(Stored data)
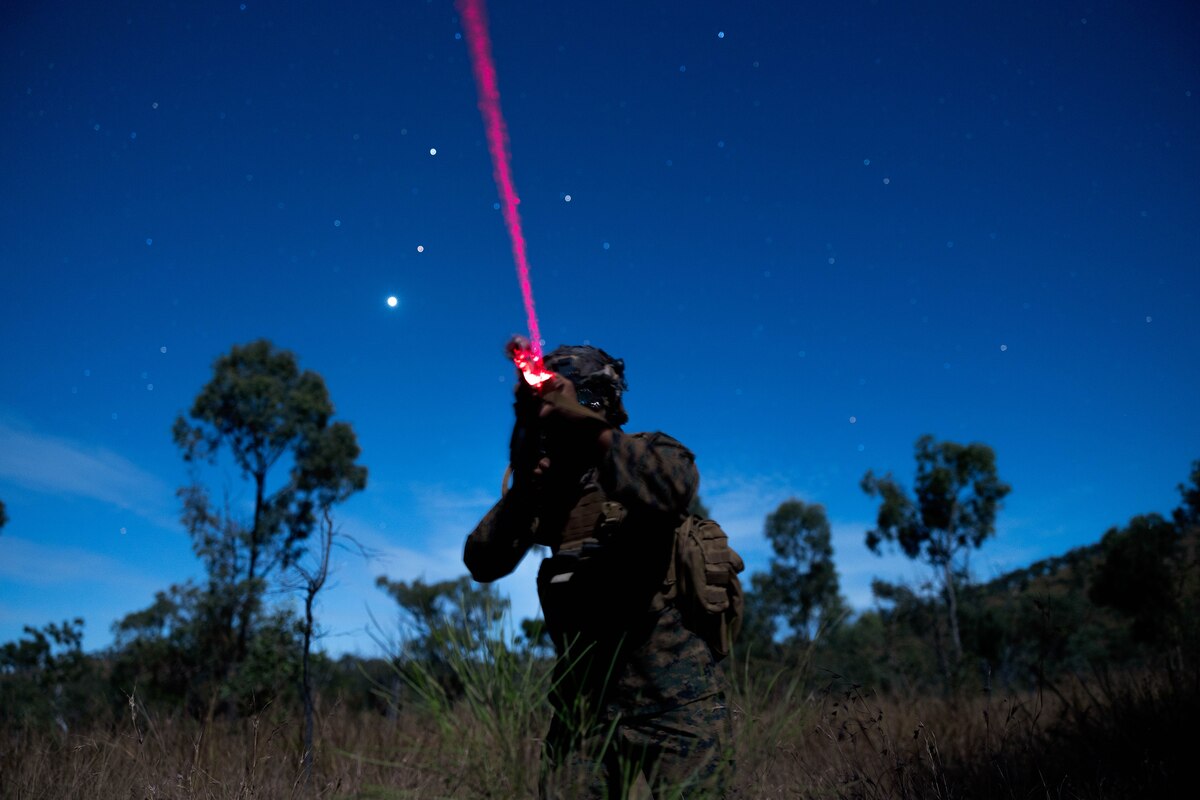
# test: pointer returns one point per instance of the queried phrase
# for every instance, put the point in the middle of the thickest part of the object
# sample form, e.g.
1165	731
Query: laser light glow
474	25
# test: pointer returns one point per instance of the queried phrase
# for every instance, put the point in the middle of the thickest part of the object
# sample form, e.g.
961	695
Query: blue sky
814	234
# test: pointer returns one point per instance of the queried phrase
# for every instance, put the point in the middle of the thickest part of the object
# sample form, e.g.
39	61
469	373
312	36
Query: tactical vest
581	584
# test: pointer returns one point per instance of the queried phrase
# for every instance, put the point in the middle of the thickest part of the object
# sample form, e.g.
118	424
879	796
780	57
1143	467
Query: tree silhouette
261	409
802	582
958	493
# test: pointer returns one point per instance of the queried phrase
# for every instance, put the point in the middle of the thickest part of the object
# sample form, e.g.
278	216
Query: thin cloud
58	465
46	566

**YOUR ASSIGNMENT**
Leave the pictures out and print the records above exactly as they stand.

**ANSWER BELOW**
# test: pointer returns one point per instance of the queried phrase
# for every instance, put the point in the middle of the thickest part of the object
# sample form, e.g.
1165	731
Query: laser light glow
474	25
# test: pointer returns one point per instance of the queried phrase
# for every instance, put the point in the middle of the thickest part of the object
# sample form, e.g.
961	695
Query: blue sky
814	234
# test: pointer returns one point per instance of the queried phrase
# for every instance, put the point in the middle of the thickest part of the object
# sample form, e.g.
39	61
469	373
312	36
Query: tactical vest
581	584
# test: pointer returns one point per instance of the queried phrase
# for every instance, put the point in the middle of the thickest part of the object
# sample form, e.g.
118	424
879	796
780	57
1143	467
Query: tree silhouette
261	409
802	582
958	493
# test: pointer returns one point per instance of the queried phrase
# for every instance, put the point in the middle of the thickest part of the object
# sample form, e.g.
278	216
Query: thin cloud
58	465
46	566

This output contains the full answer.